## [Check your understanding]
**1)** Rewrite the Medicare Part D post from "One seemingly shocking" up to and including "badly f***ed, yet.", changing "Web-based suppliers" to "online pharmacies".
**2)** Write the next part of the Medicare Part D post, starting after its final sentence.

Monday, January 23, 2006

The Medicare Part D "Donut Hole" Is Bad; The Medicare Web Site Execution Is Incompetent

by Tom Bozzo

There's a very good series on the Medicare prescription drug benefit (a.k.a. Medicare Part D) by Michael Hiltzik at the L.A. Times blog (also linking to an earlier, and also excellent, article in the series from last week). Take your blood pressure meds and read it.

One seemingly shocking observation from the article, also excerpted by Kevin Drum, isn't quite what it seems to be, though. Hiltzik, apparently using the plan comparison feature on the Medicare web site, priced supplies of the osteoporosis drug Actonel, and found a typical monthly price — as a beneficiary in the coverage-free "donut hole" might experience — of around $500, with considerable variation by plan. That compares to around $70, cash, from various Web-based suppliers.

The health care system may be f***ed up, but it's not that badly f***ed, yet.

The culprit turns out to be the Medicare web site. Potential beneficiaries can fine tune drug plan cost comparisons, which otherwise are all but useless given the multiplicity of choices and out-of-pocket cost parameters, by specifying the medications they routinely take. Users may then enter specific dosage information, or let the site base its cost comparison on typical dosing amounts. The dose used by default for Actonel is 30 35-mg tablets. However, 35-mg Actonel is taken weekly, so this is a database error specifying 7.5 times the normal dose. Since Actonel pills are rather expensive, this is a big error. In the site design, a user would have to scroll past various plan information and notice the crazy monthly quantity to figure out that something was amiss.

## [Source information]
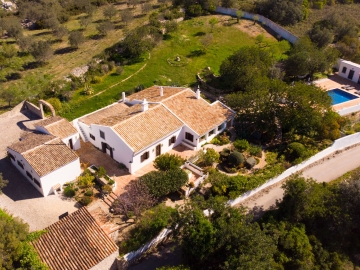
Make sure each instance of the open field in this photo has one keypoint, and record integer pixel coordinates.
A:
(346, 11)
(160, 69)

---

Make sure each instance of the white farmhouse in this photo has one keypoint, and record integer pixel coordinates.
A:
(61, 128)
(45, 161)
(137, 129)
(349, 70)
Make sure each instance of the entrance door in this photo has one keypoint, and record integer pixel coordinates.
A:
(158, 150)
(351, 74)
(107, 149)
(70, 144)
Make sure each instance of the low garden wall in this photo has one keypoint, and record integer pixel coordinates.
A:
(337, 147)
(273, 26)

---

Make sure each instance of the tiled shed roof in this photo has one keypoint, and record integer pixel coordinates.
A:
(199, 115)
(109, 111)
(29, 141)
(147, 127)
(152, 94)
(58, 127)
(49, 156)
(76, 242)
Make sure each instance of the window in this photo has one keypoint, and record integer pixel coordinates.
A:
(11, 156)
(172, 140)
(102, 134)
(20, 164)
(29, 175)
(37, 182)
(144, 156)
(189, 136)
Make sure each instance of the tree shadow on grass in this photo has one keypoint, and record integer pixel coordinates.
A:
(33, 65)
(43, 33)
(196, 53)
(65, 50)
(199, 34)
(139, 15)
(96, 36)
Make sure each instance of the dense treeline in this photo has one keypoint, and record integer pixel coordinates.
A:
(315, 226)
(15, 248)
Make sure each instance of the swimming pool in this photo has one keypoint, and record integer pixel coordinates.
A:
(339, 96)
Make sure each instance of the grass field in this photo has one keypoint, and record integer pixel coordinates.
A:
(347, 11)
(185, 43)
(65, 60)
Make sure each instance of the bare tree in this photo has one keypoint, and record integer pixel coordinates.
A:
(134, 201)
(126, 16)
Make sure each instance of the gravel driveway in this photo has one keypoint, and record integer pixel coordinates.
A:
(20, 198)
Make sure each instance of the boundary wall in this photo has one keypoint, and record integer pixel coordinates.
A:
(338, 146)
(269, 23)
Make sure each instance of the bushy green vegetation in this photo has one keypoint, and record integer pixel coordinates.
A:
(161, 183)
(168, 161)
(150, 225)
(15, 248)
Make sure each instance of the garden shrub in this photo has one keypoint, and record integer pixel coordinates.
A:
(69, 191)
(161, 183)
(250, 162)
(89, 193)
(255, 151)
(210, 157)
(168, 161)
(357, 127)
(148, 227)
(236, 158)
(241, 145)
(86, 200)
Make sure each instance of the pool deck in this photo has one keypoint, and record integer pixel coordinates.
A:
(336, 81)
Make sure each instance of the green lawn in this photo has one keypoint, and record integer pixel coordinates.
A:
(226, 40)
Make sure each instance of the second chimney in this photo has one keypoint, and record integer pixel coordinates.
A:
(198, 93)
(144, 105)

## [Answers below]
**1)**
One seemingly shocking observation from the article, also excerpted by Kevin Drum, isn't quite what it seems to be, though. Hiltzik, apparently using the plan comparison feature on the Medicare web site, priced supplies of the osteoporosis drug Actonel, and found a typical monthly price — as a beneficiary in the coverage-free "donut hole" might experience — of around $500, with considerable variation by plan. That compares to around $70, cash, from various online pharmacies.

The health care system may be f***ed up, but it's not that badly f***ed, yet.

**2)**
The error, as it turns out, isn't obviously innocent. Having input my ZIP Code and Actonel and Lipitor as medications to be costed out, the defaults yield a low-cost plan with annual costs of $1,407, with the next least expensive plan costing nearly twice as much out of pocket. What a deal! But using the correct dose, the low-cost plan was around $750, and the $1,407 plan under the default scenario was... still $1,407, but now one of the more expensive options in the lengthy menu.

Somehow, I can just imagine that among the other pieces of wreckage, there will turn out to be some bad ex-post choices of drug plan out there.